Your goal: Transcribe the lines of the records starting with the one that has "pair like [368,229]." in it and ending with the last, and transcribe nothing else.

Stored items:
+++

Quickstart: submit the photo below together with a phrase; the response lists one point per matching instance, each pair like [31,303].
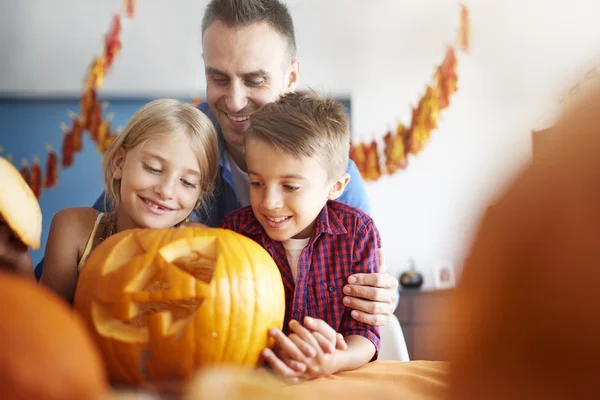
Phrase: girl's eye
[188,184]
[150,169]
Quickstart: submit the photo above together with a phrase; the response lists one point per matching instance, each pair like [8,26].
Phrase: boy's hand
[305,352]
[14,255]
[284,359]
[373,296]
[324,340]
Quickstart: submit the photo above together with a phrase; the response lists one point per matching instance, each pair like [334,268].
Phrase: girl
[161,168]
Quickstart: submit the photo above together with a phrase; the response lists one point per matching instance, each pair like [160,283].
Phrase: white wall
[382,53]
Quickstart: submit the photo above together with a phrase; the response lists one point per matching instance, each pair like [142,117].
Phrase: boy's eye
[150,169]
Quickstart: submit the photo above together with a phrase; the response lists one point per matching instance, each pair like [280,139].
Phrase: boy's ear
[293,76]
[117,163]
[338,186]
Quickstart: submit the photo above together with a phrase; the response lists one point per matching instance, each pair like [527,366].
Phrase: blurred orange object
[526,322]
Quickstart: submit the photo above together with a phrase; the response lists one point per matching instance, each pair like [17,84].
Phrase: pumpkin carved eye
[162,303]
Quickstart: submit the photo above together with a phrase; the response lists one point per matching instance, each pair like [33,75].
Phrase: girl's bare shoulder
[77,221]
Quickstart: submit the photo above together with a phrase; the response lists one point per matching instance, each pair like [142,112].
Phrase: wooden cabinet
[421,316]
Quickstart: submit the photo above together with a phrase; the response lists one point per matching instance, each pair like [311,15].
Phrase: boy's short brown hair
[303,124]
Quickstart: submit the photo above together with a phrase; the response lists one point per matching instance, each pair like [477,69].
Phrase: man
[250,60]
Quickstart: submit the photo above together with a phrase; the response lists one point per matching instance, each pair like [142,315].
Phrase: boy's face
[287,193]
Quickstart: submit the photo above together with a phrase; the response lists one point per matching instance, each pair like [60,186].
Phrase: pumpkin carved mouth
[165,294]
[162,303]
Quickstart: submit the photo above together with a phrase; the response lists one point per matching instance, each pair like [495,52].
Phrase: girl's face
[160,182]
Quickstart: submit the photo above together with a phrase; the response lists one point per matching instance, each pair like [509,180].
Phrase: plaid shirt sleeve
[364,260]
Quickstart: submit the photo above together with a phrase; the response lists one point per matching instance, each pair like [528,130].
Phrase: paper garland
[371,162]
[399,144]
[91,118]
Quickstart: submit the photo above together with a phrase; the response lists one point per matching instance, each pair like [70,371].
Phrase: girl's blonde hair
[166,117]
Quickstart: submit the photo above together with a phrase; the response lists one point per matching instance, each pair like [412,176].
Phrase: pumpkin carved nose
[162,303]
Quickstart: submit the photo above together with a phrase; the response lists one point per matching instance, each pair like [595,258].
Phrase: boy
[297,152]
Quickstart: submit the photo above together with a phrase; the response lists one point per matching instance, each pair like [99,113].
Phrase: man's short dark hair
[235,13]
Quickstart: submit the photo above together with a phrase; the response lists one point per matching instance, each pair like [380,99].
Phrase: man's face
[246,67]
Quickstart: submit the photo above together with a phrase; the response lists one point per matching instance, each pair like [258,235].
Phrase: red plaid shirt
[344,242]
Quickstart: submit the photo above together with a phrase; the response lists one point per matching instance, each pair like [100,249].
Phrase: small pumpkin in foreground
[46,352]
[164,302]
[19,207]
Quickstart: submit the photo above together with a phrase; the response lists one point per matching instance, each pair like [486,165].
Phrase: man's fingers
[306,336]
[370,293]
[324,343]
[278,366]
[370,319]
[382,269]
[306,349]
[368,306]
[374,279]
[340,343]
[286,345]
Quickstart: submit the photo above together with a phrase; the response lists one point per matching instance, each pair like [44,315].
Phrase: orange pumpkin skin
[158,316]
[46,352]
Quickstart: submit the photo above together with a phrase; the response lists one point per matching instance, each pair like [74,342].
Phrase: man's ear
[293,75]
[117,163]
[338,186]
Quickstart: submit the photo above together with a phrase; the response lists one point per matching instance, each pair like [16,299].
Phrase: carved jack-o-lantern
[164,302]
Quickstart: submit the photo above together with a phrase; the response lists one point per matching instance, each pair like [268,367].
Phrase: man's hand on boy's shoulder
[372,296]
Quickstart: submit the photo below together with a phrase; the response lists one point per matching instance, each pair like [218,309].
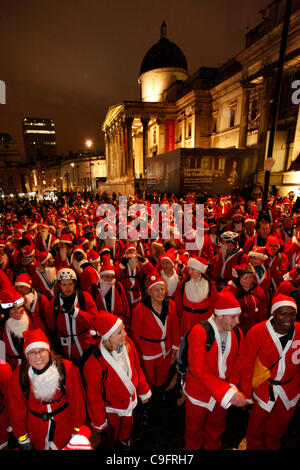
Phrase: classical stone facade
[227,107]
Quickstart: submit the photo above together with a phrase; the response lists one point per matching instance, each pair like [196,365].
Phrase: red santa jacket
[109,389]
[5,376]
[155,336]
[278,266]
[74,332]
[67,405]
[115,301]
[131,279]
[253,305]
[212,375]
[263,343]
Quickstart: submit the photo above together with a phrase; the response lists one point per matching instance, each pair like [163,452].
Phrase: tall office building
[39,139]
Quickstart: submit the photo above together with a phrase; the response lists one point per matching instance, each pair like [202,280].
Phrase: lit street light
[89,143]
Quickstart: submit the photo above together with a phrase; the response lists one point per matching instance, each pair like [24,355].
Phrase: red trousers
[157,370]
[203,427]
[265,429]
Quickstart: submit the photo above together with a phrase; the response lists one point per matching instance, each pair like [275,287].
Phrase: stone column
[266,107]
[129,153]
[145,122]
[244,116]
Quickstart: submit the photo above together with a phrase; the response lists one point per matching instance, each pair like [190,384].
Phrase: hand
[239,399]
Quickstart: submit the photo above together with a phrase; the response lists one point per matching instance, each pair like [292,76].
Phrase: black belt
[154,340]
[276,382]
[45,416]
[195,310]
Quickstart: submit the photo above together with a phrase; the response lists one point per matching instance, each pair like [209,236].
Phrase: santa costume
[48,412]
[211,378]
[114,382]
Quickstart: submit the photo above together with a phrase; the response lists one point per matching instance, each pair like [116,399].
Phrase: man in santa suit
[5,429]
[194,299]
[212,375]
[36,304]
[44,238]
[257,258]
[155,332]
[229,254]
[14,321]
[292,247]
[167,269]
[46,397]
[77,257]
[114,382]
[277,262]
[44,277]
[63,255]
[271,374]
[110,295]
[131,272]
[70,316]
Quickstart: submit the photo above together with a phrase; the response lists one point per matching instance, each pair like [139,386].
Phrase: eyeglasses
[37,352]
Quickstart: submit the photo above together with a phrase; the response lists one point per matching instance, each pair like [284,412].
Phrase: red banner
[170,135]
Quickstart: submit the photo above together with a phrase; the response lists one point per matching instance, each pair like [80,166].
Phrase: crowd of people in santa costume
[92,321]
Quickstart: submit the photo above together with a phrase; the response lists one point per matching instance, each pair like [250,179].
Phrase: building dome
[163,54]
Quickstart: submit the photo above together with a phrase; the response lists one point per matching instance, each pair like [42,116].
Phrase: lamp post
[89,143]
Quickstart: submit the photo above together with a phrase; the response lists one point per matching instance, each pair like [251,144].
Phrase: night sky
[70,60]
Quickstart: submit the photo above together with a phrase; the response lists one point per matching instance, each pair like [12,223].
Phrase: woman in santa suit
[14,322]
[271,374]
[5,375]
[114,382]
[195,298]
[46,398]
[70,316]
[251,297]
[155,332]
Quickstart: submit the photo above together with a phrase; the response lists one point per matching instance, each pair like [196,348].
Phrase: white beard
[17,327]
[197,290]
[105,286]
[92,244]
[45,385]
[50,274]
[171,282]
[63,253]
[29,298]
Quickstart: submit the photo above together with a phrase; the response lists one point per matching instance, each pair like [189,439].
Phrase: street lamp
[89,143]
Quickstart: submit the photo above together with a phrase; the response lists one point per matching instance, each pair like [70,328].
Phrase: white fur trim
[195,264]
[37,344]
[113,328]
[283,303]
[227,311]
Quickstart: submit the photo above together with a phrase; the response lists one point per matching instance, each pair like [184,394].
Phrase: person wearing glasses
[46,398]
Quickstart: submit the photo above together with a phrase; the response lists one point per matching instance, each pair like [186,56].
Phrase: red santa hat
[10,298]
[81,440]
[258,252]
[35,339]
[107,267]
[23,280]
[198,263]
[93,256]
[282,300]
[43,256]
[66,238]
[226,304]
[239,269]
[155,280]
[106,324]
[169,255]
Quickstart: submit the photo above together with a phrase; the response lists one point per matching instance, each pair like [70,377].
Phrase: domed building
[188,132]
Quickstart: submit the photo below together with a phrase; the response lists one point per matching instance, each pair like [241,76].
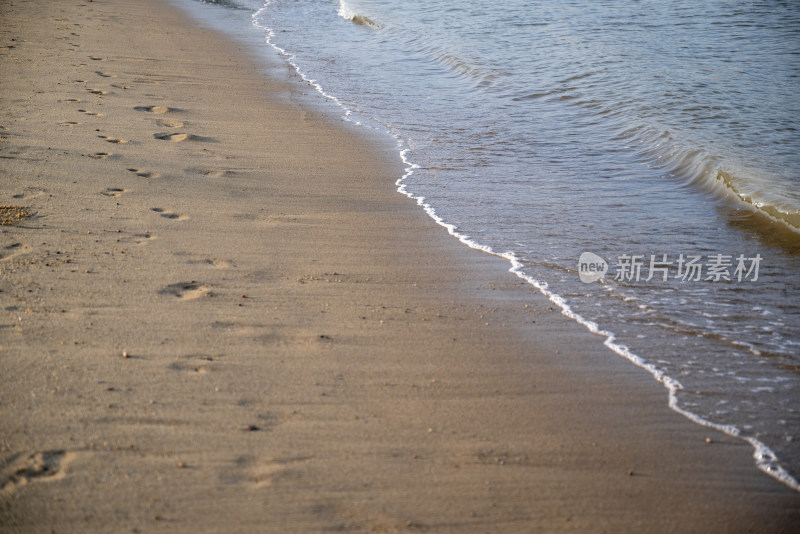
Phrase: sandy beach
[218,315]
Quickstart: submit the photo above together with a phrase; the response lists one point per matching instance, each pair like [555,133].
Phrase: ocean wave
[713,174]
[348,14]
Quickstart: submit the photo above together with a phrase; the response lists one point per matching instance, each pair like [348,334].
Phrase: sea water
[656,140]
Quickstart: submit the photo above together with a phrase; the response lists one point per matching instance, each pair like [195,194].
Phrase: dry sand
[220,317]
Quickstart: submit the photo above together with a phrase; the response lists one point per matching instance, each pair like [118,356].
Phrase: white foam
[766,460]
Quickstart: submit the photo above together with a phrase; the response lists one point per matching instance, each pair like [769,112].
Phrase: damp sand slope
[217,315]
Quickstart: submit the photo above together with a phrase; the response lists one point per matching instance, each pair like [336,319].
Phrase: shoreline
[221,313]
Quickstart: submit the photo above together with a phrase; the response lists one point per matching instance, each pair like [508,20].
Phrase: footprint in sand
[114,140]
[170,123]
[171,137]
[216,263]
[22,469]
[145,174]
[155,109]
[15,249]
[170,214]
[113,192]
[30,192]
[217,173]
[143,239]
[186,290]
[196,365]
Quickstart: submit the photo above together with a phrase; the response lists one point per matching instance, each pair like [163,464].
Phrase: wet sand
[220,316]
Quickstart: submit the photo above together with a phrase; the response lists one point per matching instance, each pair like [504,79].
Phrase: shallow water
[546,129]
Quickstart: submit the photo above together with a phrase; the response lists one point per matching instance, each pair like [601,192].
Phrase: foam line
[766,460]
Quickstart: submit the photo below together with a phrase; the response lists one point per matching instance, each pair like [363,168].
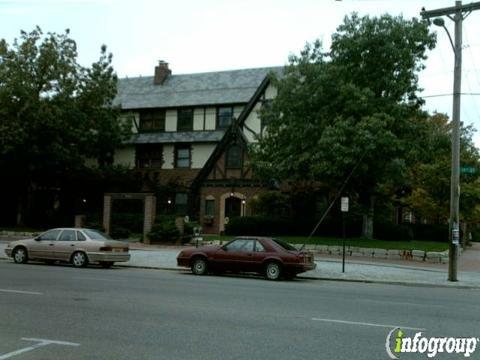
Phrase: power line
[449,94]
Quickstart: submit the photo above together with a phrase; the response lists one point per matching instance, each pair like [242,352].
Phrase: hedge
[332,227]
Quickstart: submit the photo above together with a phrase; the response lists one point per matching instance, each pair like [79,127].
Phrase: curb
[365,281]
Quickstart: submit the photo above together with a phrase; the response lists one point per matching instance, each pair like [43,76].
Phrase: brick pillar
[107,212]
[149,217]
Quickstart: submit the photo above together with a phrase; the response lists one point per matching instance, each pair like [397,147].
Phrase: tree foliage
[352,108]
[429,174]
[54,114]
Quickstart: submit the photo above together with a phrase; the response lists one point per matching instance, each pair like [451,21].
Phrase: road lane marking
[366,324]
[40,343]
[21,292]
[97,279]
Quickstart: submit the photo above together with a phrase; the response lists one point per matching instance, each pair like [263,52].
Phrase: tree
[55,113]
[352,108]
[429,195]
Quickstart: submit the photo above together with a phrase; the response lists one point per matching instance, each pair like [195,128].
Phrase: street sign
[468,170]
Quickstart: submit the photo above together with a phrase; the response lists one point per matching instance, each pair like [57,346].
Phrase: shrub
[270,203]
[430,232]
[393,232]
[120,233]
[164,230]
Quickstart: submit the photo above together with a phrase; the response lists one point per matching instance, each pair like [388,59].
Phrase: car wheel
[273,271]
[199,266]
[20,255]
[79,259]
[290,276]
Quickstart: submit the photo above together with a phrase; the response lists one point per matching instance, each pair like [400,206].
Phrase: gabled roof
[212,88]
[234,132]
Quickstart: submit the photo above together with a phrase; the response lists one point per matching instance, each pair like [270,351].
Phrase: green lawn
[364,243]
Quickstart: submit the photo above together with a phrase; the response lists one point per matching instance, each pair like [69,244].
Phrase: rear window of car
[284,245]
[96,235]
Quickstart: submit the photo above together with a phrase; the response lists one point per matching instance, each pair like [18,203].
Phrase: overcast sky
[211,35]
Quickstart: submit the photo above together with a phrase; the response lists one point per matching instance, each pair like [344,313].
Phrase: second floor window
[185,120]
[182,156]
[149,156]
[234,157]
[181,203]
[210,208]
[152,120]
[224,117]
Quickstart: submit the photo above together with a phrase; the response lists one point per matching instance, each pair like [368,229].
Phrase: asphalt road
[123,313]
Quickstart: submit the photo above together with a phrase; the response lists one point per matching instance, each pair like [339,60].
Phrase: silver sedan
[77,246]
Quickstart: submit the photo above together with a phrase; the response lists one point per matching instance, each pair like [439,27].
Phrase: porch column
[149,216]
[107,212]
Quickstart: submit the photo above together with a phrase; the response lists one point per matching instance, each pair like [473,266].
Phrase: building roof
[233,133]
[177,137]
[212,88]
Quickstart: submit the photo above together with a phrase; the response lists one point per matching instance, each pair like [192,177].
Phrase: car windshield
[96,235]
[284,245]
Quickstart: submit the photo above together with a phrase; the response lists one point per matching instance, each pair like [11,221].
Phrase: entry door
[233,207]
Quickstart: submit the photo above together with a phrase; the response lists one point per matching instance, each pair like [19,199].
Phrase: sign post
[344,209]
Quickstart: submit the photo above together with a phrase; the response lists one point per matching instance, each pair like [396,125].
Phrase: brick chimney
[161,73]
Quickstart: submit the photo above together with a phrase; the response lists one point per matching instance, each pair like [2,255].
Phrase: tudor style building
[191,131]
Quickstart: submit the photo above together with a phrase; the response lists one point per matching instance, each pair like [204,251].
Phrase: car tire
[290,276]
[106,264]
[199,266]
[79,259]
[273,270]
[20,255]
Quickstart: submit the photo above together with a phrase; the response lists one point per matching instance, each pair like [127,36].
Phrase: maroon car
[272,257]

+++

Written solution:
Quickstart: submit the photo above together with a phrase; the response lists one point per matching instance, each pair like [368,229].
Phrase: asphalt road
[123,313]
Quickstart: submit the photo above together with a phrase; the response lists one point per matching instance, each pair like [339,60].
Phrase: silver sedan
[77,246]
Quickstart: submit the photo above together with a phrase; the response lists one point per matching instance, each pair like [439,27].
Phrase: porch column
[149,216]
[107,212]
Quickstart: submit the photo above together with a phrase; the response lists one point per matching instance, each pair like [473,266].
Phrase: building roof
[233,133]
[177,137]
[212,88]
Quickstart: submit the photo above together with a phrase; the response lists one point per matching instance, each pair like [192,177].
Phrase: car windshield
[96,235]
[284,245]
Quickstart: submit the photo above together with a phrase; the response lists one point per matching instance, each pair like [11,221].
Phrase: entry door
[233,207]
Quickstart: submit the photo above together with a phrase; the response lists one point per matching instance, each pair like [19,199].
Phrase: sign post
[344,209]
Quickstart: submit the photo above together with a phrase; the response lists one point per matching instance, each pair like [396,125].
Phrase: brick chimney
[161,73]
Quickstart: submit the photo above together with a phrase; the response lists one point per matching instance, each pair like [2,255].
Phrase: tudor style building
[191,131]
Quickstart: submit the photo above together with a phrase; the response lists one point per matching instance, each pair like [204,251].
Phrase: car tire
[290,276]
[106,264]
[199,266]
[79,259]
[273,270]
[20,255]
Quickstart: submit the photo above together with a phrase; the response lists one point per matching instance, each pair like [127,36].
Phrase: maroon car
[272,257]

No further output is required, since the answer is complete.